--- start Data listing ---
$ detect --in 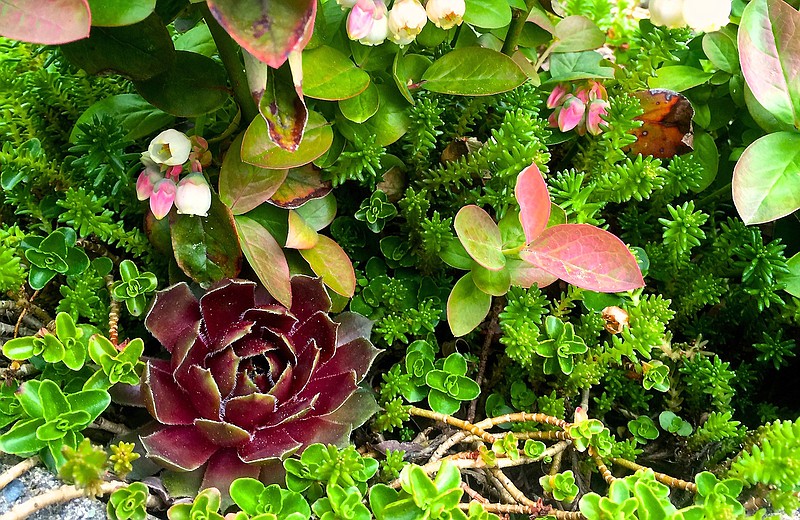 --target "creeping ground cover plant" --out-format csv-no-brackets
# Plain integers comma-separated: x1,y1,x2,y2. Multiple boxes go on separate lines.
0,0,800,520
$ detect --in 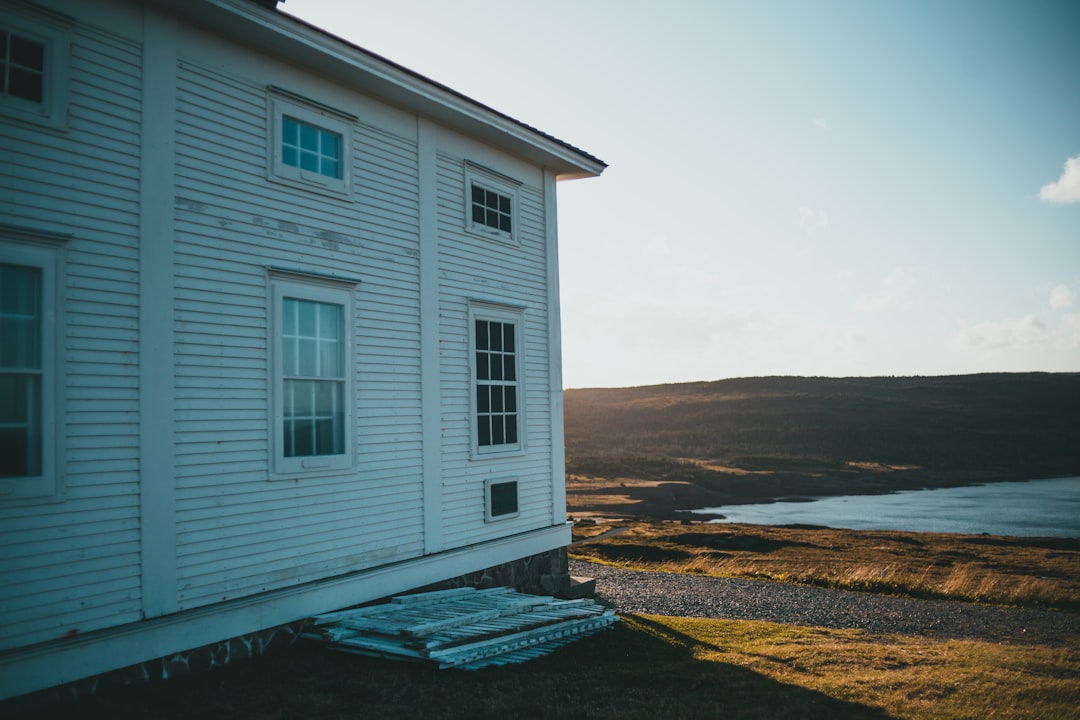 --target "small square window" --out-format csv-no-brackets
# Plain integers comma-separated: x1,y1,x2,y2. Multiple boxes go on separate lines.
465,164,518,241
268,93,351,199
0,30,45,103
0,5,70,130
484,479,518,522
270,271,353,475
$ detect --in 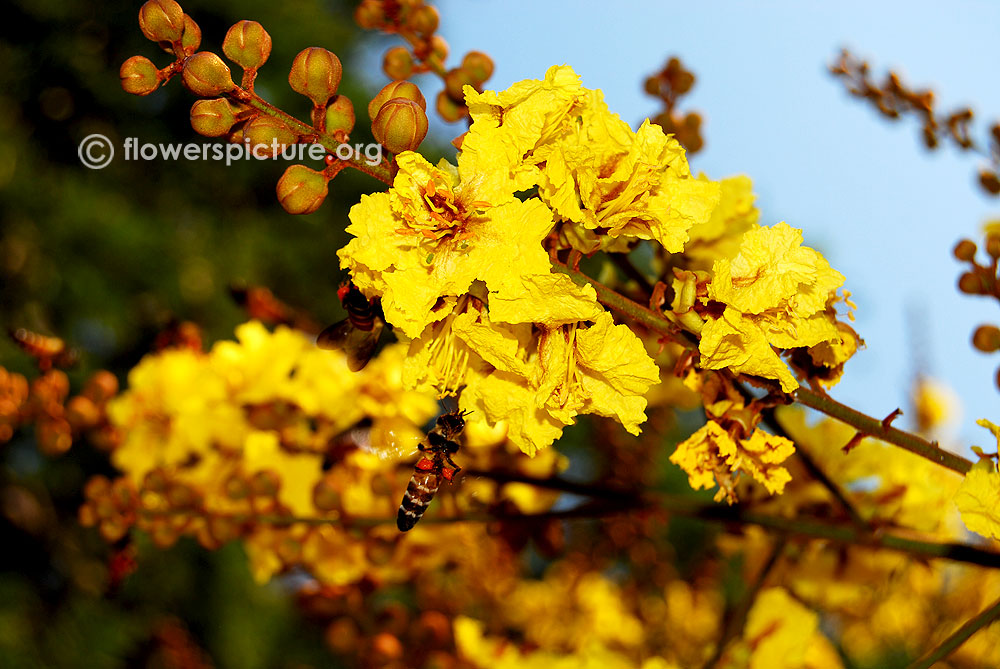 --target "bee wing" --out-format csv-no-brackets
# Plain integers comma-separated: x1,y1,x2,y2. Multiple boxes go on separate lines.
316,320,382,372
316,318,354,351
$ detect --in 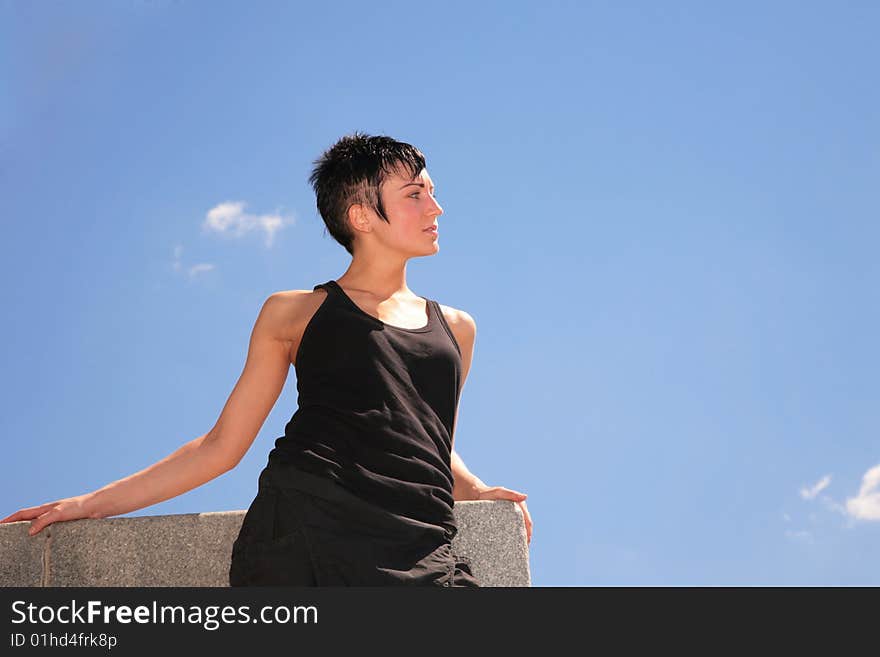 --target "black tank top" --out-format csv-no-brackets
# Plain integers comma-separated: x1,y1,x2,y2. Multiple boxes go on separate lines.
261,280,474,585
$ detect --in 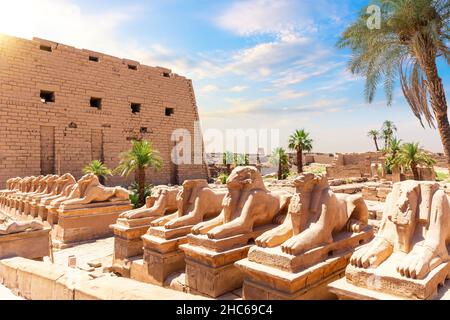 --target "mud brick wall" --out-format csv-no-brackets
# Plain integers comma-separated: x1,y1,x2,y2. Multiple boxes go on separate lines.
0,35,207,187
327,152,383,179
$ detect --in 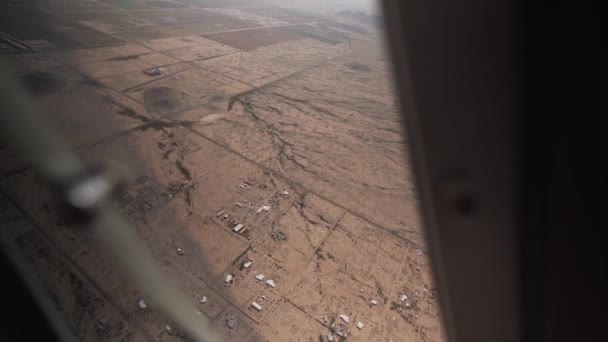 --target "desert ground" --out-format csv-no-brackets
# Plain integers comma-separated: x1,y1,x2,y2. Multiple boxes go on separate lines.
0,0,444,342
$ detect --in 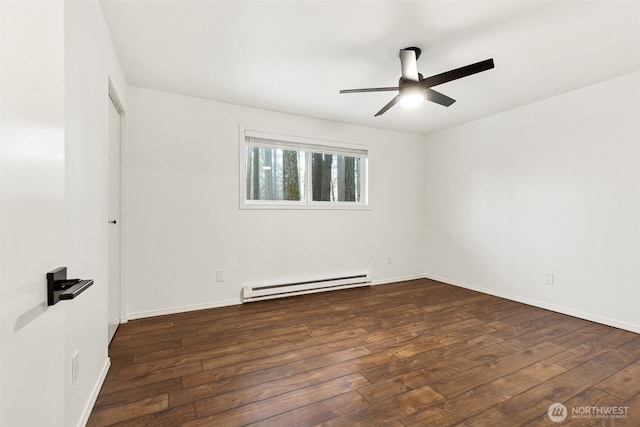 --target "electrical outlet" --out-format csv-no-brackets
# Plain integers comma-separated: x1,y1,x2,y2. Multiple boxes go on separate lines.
71,350,80,385
544,271,553,285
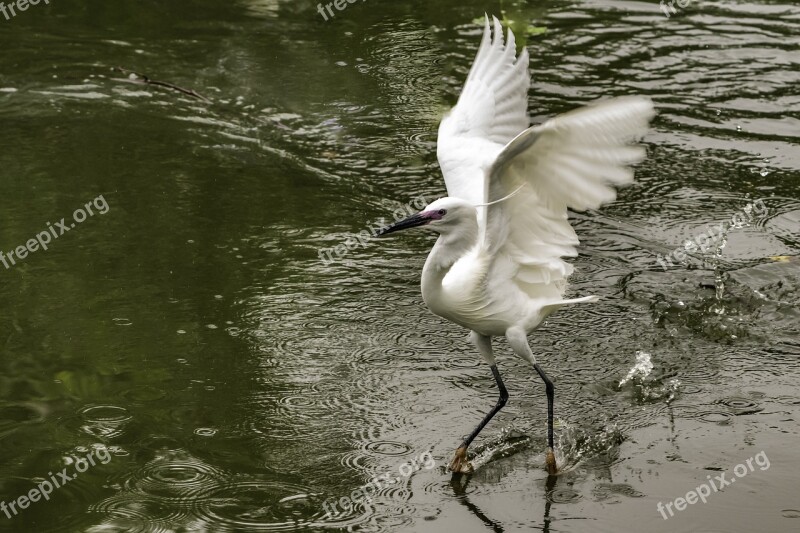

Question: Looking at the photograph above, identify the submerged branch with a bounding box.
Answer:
[111,67,211,103]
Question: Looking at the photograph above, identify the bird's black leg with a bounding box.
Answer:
[450,365,506,473]
[533,363,556,475]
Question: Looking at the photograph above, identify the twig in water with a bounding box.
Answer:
[111,67,211,103]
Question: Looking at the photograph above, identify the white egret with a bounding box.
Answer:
[381,17,654,474]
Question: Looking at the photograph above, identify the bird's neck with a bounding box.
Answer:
[422,220,478,294]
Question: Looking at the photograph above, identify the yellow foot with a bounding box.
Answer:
[448,446,473,474]
[544,448,558,476]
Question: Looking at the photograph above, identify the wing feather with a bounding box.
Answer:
[437,16,530,218]
[484,97,654,283]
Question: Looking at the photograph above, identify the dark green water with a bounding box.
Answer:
[0,0,800,532]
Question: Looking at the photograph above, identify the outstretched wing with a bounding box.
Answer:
[484,97,655,284]
[437,17,530,224]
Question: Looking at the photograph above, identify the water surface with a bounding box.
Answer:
[0,0,800,532]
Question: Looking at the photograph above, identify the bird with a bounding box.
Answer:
[379,15,655,475]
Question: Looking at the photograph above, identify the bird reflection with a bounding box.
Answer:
[450,473,558,533]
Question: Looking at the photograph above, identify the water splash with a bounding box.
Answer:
[619,350,653,387]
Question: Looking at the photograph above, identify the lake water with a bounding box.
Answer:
[0,0,800,533]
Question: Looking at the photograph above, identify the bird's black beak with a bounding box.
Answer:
[378,213,431,237]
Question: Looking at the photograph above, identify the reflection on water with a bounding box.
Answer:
[0,0,800,532]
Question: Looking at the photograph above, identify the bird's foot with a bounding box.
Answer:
[448,446,473,474]
[544,446,558,476]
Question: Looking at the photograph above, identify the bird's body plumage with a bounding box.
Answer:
[422,18,652,336]
[383,17,654,474]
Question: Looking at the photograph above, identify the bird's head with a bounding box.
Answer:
[378,197,477,236]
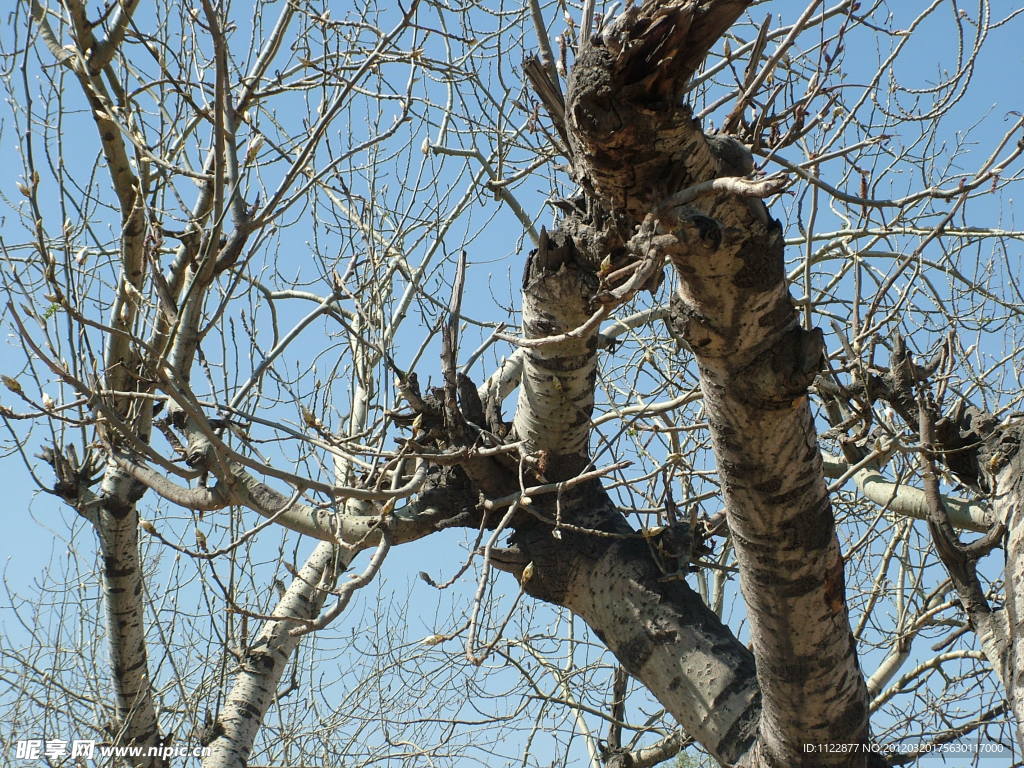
--- end Data listing ---
• _Brief_
Reproduce the lines from the one containing "branch with a bounding box." to the one containing "[533,363,556,475]", putting "sunken" in place of "submerged" and changing nothing else.

• _The answer_
Question: Looking at the photograph above, identify the sunken branch with a bounding box.
Answer:
[111,67,211,103]
Question: Looking at the photograph above, identify the bird's black leg with a bounding box.
Answer:
[450,365,506,473]
[533,363,556,475]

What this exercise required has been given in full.